Records supplied —
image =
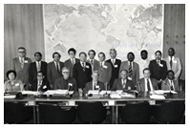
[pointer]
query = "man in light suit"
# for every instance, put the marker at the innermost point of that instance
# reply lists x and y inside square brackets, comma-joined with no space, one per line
[132,67]
[169,83]
[37,65]
[173,63]
[54,69]
[158,68]
[94,84]
[115,63]
[82,72]
[147,83]
[94,63]
[72,61]
[104,70]
[123,83]
[66,82]
[21,65]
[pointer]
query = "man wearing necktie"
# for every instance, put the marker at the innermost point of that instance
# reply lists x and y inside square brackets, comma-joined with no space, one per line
[123,83]
[94,63]
[54,69]
[170,83]
[173,63]
[147,83]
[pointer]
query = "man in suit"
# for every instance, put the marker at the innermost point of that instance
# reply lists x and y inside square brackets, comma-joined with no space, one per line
[170,83]
[66,82]
[104,70]
[54,69]
[173,63]
[21,65]
[147,83]
[115,63]
[40,84]
[70,62]
[82,72]
[37,65]
[94,63]
[94,84]
[123,83]
[132,67]
[158,68]
[143,62]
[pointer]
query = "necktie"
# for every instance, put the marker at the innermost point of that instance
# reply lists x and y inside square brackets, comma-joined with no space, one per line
[130,70]
[171,63]
[57,66]
[148,85]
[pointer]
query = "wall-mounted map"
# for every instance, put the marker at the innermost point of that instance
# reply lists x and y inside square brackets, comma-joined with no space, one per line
[101,27]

Problem to solve —
Return every line of the rows that contains the string "suit". Matching is case-sensitive.

Expected answer —
query = "man in light suit"
query = "man in suit"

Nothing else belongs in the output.